Data shown:
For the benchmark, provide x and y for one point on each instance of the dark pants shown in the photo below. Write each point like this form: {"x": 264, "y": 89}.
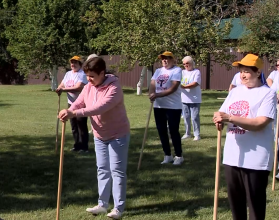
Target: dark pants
{"x": 80, "y": 132}
{"x": 246, "y": 185}
{"x": 172, "y": 118}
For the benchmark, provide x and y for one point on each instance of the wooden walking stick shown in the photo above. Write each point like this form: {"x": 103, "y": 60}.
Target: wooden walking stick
{"x": 275, "y": 151}
{"x": 218, "y": 157}
{"x": 145, "y": 134}
{"x": 60, "y": 171}
{"x": 57, "y": 125}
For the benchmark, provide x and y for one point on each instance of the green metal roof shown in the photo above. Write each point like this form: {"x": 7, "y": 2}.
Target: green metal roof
{"x": 237, "y": 28}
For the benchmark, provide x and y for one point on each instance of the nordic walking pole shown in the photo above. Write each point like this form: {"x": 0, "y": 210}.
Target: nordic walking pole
{"x": 275, "y": 151}
{"x": 145, "y": 134}
{"x": 60, "y": 170}
{"x": 57, "y": 125}
{"x": 218, "y": 156}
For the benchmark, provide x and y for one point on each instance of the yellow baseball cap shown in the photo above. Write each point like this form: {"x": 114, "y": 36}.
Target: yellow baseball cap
{"x": 250, "y": 60}
{"x": 77, "y": 58}
{"x": 166, "y": 54}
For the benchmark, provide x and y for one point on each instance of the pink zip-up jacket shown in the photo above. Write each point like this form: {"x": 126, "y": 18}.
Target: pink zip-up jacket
{"x": 105, "y": 107}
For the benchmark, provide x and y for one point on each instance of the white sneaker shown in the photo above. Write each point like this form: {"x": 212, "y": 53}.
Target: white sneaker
{"x": 167, "y": 159}
{"x": 97, "y": 210}
{"x": 185, "y": 136}
{"x": 178, "y": 160}
{"x": 115, "y": 214}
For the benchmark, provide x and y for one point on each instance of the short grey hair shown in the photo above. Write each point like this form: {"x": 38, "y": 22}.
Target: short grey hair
{"x": 189, "y": 59}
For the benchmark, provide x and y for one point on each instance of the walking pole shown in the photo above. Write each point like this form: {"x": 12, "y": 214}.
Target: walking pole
{"x": 145, "y": 134}
{"x": 275, "y": 151}
{"x": 57, "y": 125}
{"x": 60, "y": 171}
{"x": 218, "y": 156}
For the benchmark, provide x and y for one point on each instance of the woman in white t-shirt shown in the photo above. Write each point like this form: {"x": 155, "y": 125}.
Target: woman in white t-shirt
{"x": 164, "y": 91}
{"x": 236, "y": 81}
{"x": 191, "y": 97}
{"x": 73, "y": 83}
{"x": 274, "y": 75}
{"x": 249, "y": 111}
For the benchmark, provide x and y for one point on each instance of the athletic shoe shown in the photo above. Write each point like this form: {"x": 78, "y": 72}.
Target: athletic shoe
{"x": 178, "y": 160}
{"x": 167, "y": 159}
{"x": 185, "y": 136}
{"x": 115, "y": 214}
{"x": 96, "y": 210}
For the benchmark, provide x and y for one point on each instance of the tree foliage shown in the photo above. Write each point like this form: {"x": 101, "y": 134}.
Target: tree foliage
{"x": 46, "y": 33}
{"x": 262, "y": 23}
{"x": 141, "y": 29}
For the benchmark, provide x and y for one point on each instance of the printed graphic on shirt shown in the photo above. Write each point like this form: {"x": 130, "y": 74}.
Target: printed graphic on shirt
{"x": 186, "y": 81}
{"x": 161, "y": 80}
{"x": 240, "y": 109}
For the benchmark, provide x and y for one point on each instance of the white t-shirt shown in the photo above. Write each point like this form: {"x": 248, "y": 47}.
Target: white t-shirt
{"x": 249, "y": 149}
{"x": 236, "y": 80}
{"x": 163, "y": 80}
{"x": 192, "y": 95}
{"x": 274, "y": 76}
{"x": 70, "y": 80}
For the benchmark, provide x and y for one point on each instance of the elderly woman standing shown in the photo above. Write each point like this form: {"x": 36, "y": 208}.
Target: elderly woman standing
{"x": 191, "y": 97}
{"x": 249, "y": 111}
{"x": 164, "y": 91}
{"x": 102, "y": 100}
{"x": 73, "y": 83}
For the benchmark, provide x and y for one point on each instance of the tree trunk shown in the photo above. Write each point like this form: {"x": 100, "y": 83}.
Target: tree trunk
{"x": 53, "y": 75}
{"x": 140, "y": 83}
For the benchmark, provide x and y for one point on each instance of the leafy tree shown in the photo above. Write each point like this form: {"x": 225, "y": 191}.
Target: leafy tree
{"x": 262, "y": 23}
{"x": 141, "y": 29}
{"x": 8, "y": 64}
{"x": 46, "y": 33}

What you should do:
Please give all of the material above as a Markdown table with a Row column for the number and a Line column for the text, leaving out blank lines. Leave the pictures out of the answer.

Solution:
| Row | Line |
|---|---|
| 1 | For the benchmark, provide x and y for one point on each instance of the dark pants shown in the photo below. Write each point like this form: {"x": 264, "y": 89}. |
| 2 | Target: dark pants |
| 3 | {"x": 80, "y": 132} |
| 4 | {"x": 246, "y": 185} |
| 5 | {"x": 172, "y": 118} |
| 6 | For the benchmark, provide x and y for one point on each instance of the wooden walking stick shown in the photo above. Write each point like this form: {"x": 103, "y": 60}. |
| 7 | Target: wooden walking stick |
| 8 | {"x": 275, "y": 151} |
| 9 | {"x": 218, "y": 157} |
| 10 | {"x": 145, "y": 134} |
| 11 | {"x": 60, "y": 171} |
| 12 | {"x": 57, "y": 125} |
| 13 | For the benchmark, provide x and y for one point on each instance of the green metal roof shown in the photo above. Write each point like this form: {"x": 7, "y": 2}. |
| 14 | Target: green metal roof |
| 15 | {"x": 237, "y": 28} |
| 16 | For the benchmark, provide x and y for one point on each instance of the nordic walking pole shown in the photo above. Write each point like this form: {"x": 0, "y": 210}. |
| 17 | Target: nordic walking pole |
| 18 | {"x": 275, "y": 151} |
| 19 | {"x": 145, "y": 134} |
| 20 | {"x": 60, "y": 170} |
| 21 | {"x": 57, "y": 125} |
| 22 | {"x": 218, "y": 156} |
| 23 | For the benchmark, provide x and y for one point on each instance of the yellow baseball cap shown in the photo above. Write each point like this form: {"x": 114, "y": 36}. |
| 24 | Target: yellow baseball cap |
| 25 | {"x": 250, "y": 60} |
| 26 | {"x": 77, "y": 58} |
| 27 | {"x": 166, "y": 54} |
| 28 | For the benchmark, provide x and y for one point on each instance of the pink zip-up jacket shown in the photo above. Write each point like this form: {"x": 126, "y": 18}. |
| 29 | Target: pink zip-up jacket |
| 30 | {"x": 105, "y": 107} |
| 31 | For the benchmark, provide x and y for one point on each instance of the white sneaker shown in the photo above. Write each point like this form: {"x": 212, "y": 53}. |
| 32 | Target: white sneaker |
| 33 | {"x": 167, "y": 159} |
| 34 | {"x": 97, "y": 210} |
| 35 | {"x": 185, "y": 136} |
| 36 | {"x": 178, "y": 160} |
| 37 | {"x": 115, "y": 214} |
| 38 | For the benchmark, provide x and y for one point on each instance of the short grey hair shown in the photo above. Write each point like this form: {"x": 38, "y": 22}. |
| 39 | Target: short grey hair |
| 40 | {"x": 189, "y": 59} |
| 41 | For the benchmark, provide x and y for one point on each instance of the walking pole shown in the photo above. Write each point like this form: {"x": 12, "y": 214}. |
| 42 | Target: walking pole |
| 43 | {"x": 145, "y": 134} |
| 44 | {"x": 275, "y": 151} |
| 45 | {"x": 57, "y": 125} |
| 46 | {"x": 60, "y": 171} |
| 47 | {"x": 218, "y": 156} |
| 48 | For the benchmark, provide x and y for one point on each instance of the woman in white t-shirt shown in the photo above. Write each point like this form: {"x": 155, "y": 125}. |
| 49 | Target: woman in white t-shirt |
| 50 | {"x": 164, "y": 91} |
| 51 | {"x": 236, "y": 81} |
| 52 | {"x": 191, "y": 97} |
| 53 | {"x": 73, "y": 83} |
| 54 | {"x": 274, "y": 75} |
| 55 | {"x": 249, "y": 111} |
| 56 | For the benchmark, provide x and y for one point on each instance of the athletic shoe shown in the photo above. Write each point like this form: {"x": 78, "y": 72}. |
| 57 | Target: athletic shoe |
| 58 | {"x": 178, "y": 160} |
| 59 | {"x": 167, "y": 159} |
| 60 | {"x": 185, "y": 136} |
| 61 | {"x": 115, "y": 214} |
| 62 | {"x": 96, "y": 210} |
| 63 | For the benchmark, provide x and y for one point on each instance of the tree foliage shown in the photo above. Write each point like this form: {"x": 101, "y": 134}. |
| 64 | Target: tree foliage |
| 65 | {"x": 46, "y": 33} |
| 66 | {"x": 262, "y": 23} |
| 67 | {"x": 141, "y": 29} |
| 68 | For the benchmark, provide x and y for one point on each instance of the printed graphic on shirt shown in the photo above. Write each point like this form: {"x": 130, "y": 74}. |
| 69 | Target: printed graphic on shirt |
| 70 | {"x": 186, "y": 81} |
| 71 | {"x": 161, "y": 80} |
| 72 | {"x": 240, "y": 109} |
| 73 | For the benchmark, provide x and y for one point on each instance of the white t-shirt shown in the photo above. Write each point like this form: {"x": 248, "y": 47}. |
| 74 | Target: white t-shirt |
| 75 | {"x": 249, "y": 149} |
| 76 | {"x": 236, "y": 80} |
| 77 | {"x": 163, "y": 80} |
| 78 | {"x": 192, "y": 95} |
| 79 | {"x": 274, "y": 76} |
| 80 | {"x": 70, "y": 80} |
| 81 | For the benchmark, provide x and y for one point on each instance of the elderly woman standing shown in the photo above. Write each point like this form: {"x": 36, "y": 208}. |
| 82 | Target: elderly woman standing |
| 83 | {"x": 191, "y": 97} |
| 84 | {"x": 249, "y": 111} |
| 85 | {"x": 164, "y": 91} |
| 86 | {"x": 102, "y": 100} |
| 87 | {"x": 73, "y": 83} |
| 88 | For the benchmark, provide x and y for one point on each instance of the tree trunk shown in the photo above. Write each point like this form: {"x": 100, "y": 83}. |
| 89 | Target: tree trunk |
| 90 | {"x": 53, "y": 75} |
| 91 | {"x": 140, "y": 83} |
| 92 | For the benchmark, provide x and y for one point on each instance of the leafy tree shown in the photo above. Write each point like this form: {"x": 225, "y": 191}. |
| 93 | Target: leafy tree |
| 94 | {"x": 262, "y": 23} |
| 95 | {"x": 141, "y": 29} |
| 96 | {"x": 8, "y": 64} |
| 97 | {"x": 46, "y": 33} |